§ **PROBLEM REQUIREMENTS**: Rewrite every line in the part that opens with the line containing "Rules. Find each instance of the wooden cabinet" and closes with the line containing "point(172, 268)". Shift each answer coordinate by adding 129 to every number in it, and copy all other lines unchanged.

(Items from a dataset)
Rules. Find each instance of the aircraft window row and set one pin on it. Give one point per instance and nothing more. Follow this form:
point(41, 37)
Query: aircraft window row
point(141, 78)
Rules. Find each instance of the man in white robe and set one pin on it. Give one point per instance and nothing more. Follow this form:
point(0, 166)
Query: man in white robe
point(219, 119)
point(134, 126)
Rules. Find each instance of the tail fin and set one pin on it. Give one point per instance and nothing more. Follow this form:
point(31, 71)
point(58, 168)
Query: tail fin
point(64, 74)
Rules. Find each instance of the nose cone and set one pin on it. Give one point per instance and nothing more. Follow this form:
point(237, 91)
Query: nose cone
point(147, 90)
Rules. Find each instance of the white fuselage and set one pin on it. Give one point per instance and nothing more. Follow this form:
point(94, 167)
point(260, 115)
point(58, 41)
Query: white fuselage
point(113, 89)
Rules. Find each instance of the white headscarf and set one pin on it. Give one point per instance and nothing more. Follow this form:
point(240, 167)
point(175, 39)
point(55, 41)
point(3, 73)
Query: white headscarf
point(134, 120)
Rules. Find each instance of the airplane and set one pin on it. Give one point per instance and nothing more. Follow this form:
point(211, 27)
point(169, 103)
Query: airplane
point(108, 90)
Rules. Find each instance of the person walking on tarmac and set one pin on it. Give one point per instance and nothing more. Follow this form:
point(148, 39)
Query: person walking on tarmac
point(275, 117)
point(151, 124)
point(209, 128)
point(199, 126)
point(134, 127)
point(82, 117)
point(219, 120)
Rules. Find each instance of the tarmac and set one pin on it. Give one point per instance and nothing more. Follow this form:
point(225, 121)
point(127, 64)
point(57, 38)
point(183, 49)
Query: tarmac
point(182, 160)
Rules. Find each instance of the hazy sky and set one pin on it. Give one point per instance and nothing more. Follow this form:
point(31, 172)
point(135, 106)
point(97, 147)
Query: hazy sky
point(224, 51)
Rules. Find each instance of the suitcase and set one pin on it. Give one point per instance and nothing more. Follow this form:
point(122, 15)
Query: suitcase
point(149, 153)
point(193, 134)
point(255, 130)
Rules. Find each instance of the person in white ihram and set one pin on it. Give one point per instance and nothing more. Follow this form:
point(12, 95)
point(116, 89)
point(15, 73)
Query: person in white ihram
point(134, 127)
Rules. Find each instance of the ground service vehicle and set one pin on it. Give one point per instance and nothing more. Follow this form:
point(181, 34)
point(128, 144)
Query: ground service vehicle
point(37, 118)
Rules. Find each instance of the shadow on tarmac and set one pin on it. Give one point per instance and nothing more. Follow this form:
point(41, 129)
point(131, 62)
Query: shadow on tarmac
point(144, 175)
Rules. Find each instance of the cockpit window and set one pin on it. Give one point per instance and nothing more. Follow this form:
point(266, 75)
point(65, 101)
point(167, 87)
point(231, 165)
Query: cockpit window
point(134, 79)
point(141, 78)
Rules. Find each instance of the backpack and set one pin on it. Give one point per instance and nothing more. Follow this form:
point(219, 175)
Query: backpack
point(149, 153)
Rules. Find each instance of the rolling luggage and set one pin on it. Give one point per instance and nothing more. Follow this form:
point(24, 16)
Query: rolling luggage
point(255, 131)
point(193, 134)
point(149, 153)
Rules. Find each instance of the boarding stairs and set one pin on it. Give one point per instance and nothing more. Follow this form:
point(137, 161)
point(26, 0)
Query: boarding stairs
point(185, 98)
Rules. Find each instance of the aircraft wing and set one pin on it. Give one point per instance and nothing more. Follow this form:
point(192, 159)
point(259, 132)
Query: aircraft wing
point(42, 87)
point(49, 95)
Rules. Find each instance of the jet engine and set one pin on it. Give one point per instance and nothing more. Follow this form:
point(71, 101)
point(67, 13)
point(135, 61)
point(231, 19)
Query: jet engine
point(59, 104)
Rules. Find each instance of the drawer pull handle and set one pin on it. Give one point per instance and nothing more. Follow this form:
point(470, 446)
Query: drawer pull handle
--
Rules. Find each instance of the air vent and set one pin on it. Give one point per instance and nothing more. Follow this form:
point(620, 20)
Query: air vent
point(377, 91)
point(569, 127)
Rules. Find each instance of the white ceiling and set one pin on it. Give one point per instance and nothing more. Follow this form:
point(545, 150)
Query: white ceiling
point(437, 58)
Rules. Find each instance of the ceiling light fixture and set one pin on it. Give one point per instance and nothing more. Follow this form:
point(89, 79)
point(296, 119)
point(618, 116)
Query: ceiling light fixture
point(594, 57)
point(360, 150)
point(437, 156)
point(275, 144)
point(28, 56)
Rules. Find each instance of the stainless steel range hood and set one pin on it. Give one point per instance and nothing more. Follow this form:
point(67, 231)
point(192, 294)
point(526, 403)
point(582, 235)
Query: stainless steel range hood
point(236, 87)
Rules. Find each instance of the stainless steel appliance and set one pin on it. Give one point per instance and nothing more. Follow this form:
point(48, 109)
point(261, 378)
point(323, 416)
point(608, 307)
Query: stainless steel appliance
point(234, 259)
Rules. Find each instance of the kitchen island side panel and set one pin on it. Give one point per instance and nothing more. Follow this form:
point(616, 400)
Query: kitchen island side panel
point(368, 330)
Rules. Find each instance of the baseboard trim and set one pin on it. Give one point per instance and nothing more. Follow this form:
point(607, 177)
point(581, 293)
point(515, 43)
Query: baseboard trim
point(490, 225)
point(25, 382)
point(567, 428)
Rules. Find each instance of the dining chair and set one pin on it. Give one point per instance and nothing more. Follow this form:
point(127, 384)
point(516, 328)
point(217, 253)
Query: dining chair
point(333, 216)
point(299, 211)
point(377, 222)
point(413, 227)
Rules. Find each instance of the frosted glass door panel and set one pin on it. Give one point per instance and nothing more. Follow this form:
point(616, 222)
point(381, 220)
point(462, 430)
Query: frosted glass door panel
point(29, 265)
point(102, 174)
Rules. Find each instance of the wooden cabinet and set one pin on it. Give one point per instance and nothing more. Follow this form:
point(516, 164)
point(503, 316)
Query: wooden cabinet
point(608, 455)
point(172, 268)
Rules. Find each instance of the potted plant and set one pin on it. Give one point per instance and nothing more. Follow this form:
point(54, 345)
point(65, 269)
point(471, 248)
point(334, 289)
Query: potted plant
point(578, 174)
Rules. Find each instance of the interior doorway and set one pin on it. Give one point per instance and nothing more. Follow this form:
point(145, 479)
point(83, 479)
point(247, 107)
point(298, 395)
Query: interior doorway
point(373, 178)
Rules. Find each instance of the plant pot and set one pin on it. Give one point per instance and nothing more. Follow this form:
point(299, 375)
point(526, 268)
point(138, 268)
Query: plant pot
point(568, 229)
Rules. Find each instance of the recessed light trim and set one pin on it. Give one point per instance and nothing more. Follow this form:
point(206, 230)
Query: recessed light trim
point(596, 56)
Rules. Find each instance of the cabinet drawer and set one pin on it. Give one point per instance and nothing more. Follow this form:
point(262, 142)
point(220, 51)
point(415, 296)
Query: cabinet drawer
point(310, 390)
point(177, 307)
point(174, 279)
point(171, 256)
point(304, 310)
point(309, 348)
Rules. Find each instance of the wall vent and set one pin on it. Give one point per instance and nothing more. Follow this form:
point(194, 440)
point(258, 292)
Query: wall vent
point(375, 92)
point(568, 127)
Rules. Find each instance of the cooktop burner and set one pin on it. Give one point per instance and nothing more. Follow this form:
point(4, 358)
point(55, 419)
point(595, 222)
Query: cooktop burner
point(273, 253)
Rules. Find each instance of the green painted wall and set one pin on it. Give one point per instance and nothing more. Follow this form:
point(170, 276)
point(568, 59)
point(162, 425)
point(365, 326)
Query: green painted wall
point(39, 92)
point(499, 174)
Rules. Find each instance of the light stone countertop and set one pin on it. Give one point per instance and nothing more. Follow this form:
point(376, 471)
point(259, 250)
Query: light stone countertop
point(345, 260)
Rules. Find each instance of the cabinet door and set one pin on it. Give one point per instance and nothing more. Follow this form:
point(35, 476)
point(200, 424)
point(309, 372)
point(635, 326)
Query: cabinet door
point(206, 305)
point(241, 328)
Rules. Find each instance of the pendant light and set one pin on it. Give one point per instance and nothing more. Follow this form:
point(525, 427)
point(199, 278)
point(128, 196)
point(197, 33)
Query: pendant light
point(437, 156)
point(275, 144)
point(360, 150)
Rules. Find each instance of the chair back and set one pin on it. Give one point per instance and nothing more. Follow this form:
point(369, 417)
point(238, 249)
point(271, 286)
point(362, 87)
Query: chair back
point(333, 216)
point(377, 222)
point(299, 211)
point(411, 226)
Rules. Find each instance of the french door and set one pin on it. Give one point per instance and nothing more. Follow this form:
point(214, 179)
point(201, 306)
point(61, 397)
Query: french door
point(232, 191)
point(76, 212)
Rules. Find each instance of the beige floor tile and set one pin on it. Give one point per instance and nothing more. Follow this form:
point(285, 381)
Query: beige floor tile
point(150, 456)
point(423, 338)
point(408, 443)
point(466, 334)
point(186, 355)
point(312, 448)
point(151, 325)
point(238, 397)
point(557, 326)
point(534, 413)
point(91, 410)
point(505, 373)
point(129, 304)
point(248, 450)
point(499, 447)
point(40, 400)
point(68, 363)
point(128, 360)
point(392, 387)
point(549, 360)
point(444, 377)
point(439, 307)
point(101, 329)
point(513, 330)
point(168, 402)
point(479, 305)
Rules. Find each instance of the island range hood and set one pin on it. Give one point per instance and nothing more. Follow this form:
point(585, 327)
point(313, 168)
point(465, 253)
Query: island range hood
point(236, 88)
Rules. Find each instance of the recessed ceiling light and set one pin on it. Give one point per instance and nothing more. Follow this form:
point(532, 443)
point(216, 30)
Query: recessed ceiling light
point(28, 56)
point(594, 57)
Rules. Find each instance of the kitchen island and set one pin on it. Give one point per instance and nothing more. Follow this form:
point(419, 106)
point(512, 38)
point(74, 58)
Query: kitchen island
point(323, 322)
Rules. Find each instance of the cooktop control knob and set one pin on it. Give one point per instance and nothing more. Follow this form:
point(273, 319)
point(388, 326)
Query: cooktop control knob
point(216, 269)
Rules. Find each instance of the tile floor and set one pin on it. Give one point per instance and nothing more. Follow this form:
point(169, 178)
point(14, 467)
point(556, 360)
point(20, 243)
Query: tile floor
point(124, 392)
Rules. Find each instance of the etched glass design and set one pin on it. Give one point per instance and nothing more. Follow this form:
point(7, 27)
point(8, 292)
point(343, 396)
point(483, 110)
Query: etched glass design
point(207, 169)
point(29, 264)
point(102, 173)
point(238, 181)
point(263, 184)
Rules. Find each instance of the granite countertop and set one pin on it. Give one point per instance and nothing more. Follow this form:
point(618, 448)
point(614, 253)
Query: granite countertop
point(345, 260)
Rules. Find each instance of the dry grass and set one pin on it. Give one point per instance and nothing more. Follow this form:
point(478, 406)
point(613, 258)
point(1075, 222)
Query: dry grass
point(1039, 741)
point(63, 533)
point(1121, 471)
==
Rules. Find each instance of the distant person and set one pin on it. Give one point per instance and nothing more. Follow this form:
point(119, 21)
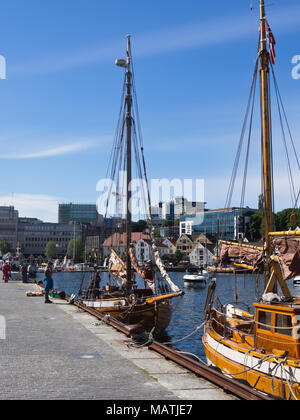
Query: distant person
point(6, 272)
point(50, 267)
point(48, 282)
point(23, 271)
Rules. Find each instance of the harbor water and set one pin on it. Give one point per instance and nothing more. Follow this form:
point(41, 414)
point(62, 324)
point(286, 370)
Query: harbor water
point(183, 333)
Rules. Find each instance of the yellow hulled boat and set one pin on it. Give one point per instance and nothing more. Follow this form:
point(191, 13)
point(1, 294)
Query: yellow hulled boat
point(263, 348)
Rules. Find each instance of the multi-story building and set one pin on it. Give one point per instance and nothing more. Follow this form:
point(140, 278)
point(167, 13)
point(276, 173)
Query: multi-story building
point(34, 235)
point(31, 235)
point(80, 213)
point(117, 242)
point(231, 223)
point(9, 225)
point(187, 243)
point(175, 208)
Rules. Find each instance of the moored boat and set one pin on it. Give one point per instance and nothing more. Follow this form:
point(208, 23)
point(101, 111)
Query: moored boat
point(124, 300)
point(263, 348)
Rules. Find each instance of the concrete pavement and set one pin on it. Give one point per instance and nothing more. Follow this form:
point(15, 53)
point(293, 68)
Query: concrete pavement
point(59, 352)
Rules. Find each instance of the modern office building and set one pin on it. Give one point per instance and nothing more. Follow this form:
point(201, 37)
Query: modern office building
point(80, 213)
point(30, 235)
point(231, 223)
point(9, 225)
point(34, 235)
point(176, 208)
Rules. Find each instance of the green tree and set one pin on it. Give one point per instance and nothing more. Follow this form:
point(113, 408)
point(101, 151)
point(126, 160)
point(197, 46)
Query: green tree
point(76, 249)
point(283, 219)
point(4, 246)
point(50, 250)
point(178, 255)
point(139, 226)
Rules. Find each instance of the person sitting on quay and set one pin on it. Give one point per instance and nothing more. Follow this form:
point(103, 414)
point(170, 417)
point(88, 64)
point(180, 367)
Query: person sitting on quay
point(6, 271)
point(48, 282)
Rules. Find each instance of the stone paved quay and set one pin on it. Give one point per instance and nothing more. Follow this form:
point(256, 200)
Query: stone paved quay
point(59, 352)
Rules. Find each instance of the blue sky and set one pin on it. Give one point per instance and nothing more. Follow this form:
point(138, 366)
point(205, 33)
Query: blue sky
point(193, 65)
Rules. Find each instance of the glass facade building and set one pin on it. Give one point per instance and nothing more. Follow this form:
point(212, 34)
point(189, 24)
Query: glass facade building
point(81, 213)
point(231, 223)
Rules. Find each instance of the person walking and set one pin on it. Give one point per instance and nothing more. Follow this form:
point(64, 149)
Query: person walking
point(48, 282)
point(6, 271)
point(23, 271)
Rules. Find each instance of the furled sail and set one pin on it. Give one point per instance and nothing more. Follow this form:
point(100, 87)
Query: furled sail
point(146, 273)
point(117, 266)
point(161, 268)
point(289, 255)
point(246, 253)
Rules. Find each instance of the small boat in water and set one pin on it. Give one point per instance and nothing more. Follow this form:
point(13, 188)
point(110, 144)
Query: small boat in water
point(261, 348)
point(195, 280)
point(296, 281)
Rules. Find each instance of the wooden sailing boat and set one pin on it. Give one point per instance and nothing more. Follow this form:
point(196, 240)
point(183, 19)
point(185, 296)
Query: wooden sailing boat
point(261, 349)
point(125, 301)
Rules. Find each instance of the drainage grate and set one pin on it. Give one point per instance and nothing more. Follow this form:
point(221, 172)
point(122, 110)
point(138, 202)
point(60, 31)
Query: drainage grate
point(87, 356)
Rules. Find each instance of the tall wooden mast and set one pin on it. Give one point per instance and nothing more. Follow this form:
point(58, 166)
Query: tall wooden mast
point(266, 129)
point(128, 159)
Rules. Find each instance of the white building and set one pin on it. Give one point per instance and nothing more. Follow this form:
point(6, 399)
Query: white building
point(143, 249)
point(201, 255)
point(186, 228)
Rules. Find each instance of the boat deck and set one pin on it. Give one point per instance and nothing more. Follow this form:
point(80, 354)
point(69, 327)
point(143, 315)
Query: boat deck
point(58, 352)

§ **RESULT BELOW**:
Rules. Find each instance of the wooden cabinet and set one pin on it. Give one point per instance and nothing more. Follow this form:
point(516, 164)
point(503, 316)
Query: wooden cabinet
point(737, 584)
point(301, 397)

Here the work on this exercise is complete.